**本文**:
超久々にLinux & Cellの記事を書きます。記事数的には、Cell/LinuxよりArduinoの記事数が多くなっているのですが依然としてベスト3はCell系の記事です。PS3 Linux, Arduinoともニッチな世界だと思うのですが、PS3 Linuxの方がユーザー数が多いのでしょうか。

少し古い数字ですが、2008/12時点でPS3の総出荷台数は2130万台です(日本経済新聞出版の「任天堂”驚き"を生む方程式」より)。国内向けの出荷台数は266万台です。その中で、Linuxをインストールする方は1%以下だと思いますので、国内のPS3 Linuxユーザーは1万人以下といったことろでしょうか。

一方、Arduinoの出荷台数は、2008/12時点で6万ユニットとあります。クローン込みの総出荷台数が10万ユニット、日本のユーザー比率が8%とすると(PS3の日本向け比率と同じと仮定)、日本向けの出荷が8千、ユーザー数で4~6千程度と思われます(一人当たり複数台所有と仮定)。

Fedora 11のインストール

前置きが長くなってしまいました。これまで、Fedora 9を使っていたのですが、PC LinuxをFedora 11に更新しました。Linux上でARMの開発環境を試してみたいと思っており、Linux自体を最新化しようと思ったのがことの始まりです。最終的にはWindowsベースになりそうな気もしますが、GNU/gccやmake toolなどはLinuxの方が親和性が高いように思うためです。

Fedora 11のインストールはいろんなところに解説がありますので説明するまでもないと思います。ただ、1点だけハマった箇所がありました。Nvidia proprietary driverのインストールです。

Fedora 11ではオープンソースのnouveauドライバがデフォルトになっています。別にゲームをするわけではないのですが、nvidia proprietaryドライバに比べるとウインドウの移動など通常の操作でももたついてしまうことがありました。そのため、nvidia proprietaryドライバのインストールをいつもの手順で実行しました。 RPM Fusion のリポジトリを設定して、
# yum install akmod-nvidia
で必要なパッケージをインストールして再起動すると、立ち上がりません、、、
(Ferora 9の時代はkmod-nvidiaを使っていましたが、最近はakmod-nvidiaの方がよいことを今回知りました)

ログを見ると,カーネルは起動しており、X Windowのドライバ初期化のところで止まっています。lsmodすると、nouveauとnvidiaドライバの両方がロードされており、後からロードされたnvidiaドライバがGPUを初期化できずにX Windowが立ち上がらない模様。さらに調べると、以下の設定を追加することでnouveauドライバのロードを抑止できるとあります。

**資料**:
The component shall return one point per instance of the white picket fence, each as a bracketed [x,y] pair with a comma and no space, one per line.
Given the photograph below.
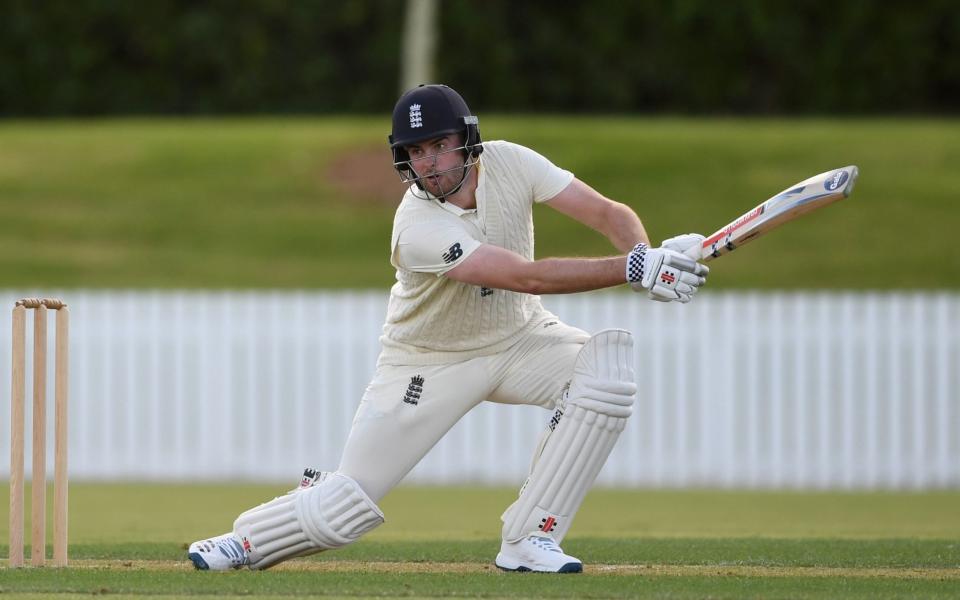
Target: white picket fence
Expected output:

**課題一覧**:
A) PS3 LinuxとFedora 11に関する文章によると、Fedora 11でデフォルトになっているドライバは何ですか。
B) PS3 LinuxとFedora 11に関する文章に出てくる出荷台数・出荷ユニット数の数値を、対象とあわせてすべて挙げてください。
C) PS3 LinuxとFedora 11に関する文章を、最後の文の後から書き継いでください。
この資料は課題に取り組むうえで参照する必要はありません。

**解答**:
A) オープンソースのnouveauドライバです。

B)
- PS3の総出荷台数(2008/12時点):2130万台
- PS3の国内向け出荷台数:266万台
- Arduinoの出荷台数(2008/12時点):6万ユニット
- Arduinoのクローン込みの総出荷台数:10万ユニット
- Arduinoの日本向けの出荷:8千

C)
1) /etc/modprobe.confに以下を追加
alias nouveau off

2) /etc/modprobe.d/blacklist.confに以下を追加
   blacklist nouveau

上記の設定を加えても、nouveauがロードされnvidiaドライバと競合してしまいます。他の方のインストール例ではこの設定で動作しているため、最新のドライバ or カーネルで何か変更があったのか? 諦めかけたのですが、initrdを再構築すると問題が解消するというforum discussionを見つけ、こちらを試したところ、ビンゴでした。以下の手順でinitrdを再構築します。

# cd /boot
# mv initrd-2.6.30.5-43.fc11.i586.img  initrd-2.6.30.5-43.fc11.i586.img.bak
# mkinitrd /boot/initrd-2.6.30.5-43.fc11.i586.img 2.6.30.5-43.fc11.i586

initrd-2.6.30.5-43では、initrdの起動イメージの中でnouveauを組み込んでしまうため、blacklist.confを書いても意味がなかったということのようです。1)2)の修正を行ってmkinitrdを行うと、再構築したinitrdからはnouveauが削除され問題が解決します。

2009/11/2追記:
kernelを2.6.30.9-90にアップデートしました。この版数では、nvidiaドライバとnouveauドライバの競合は発生しませんでした。最新版では、問題が解消しているようです。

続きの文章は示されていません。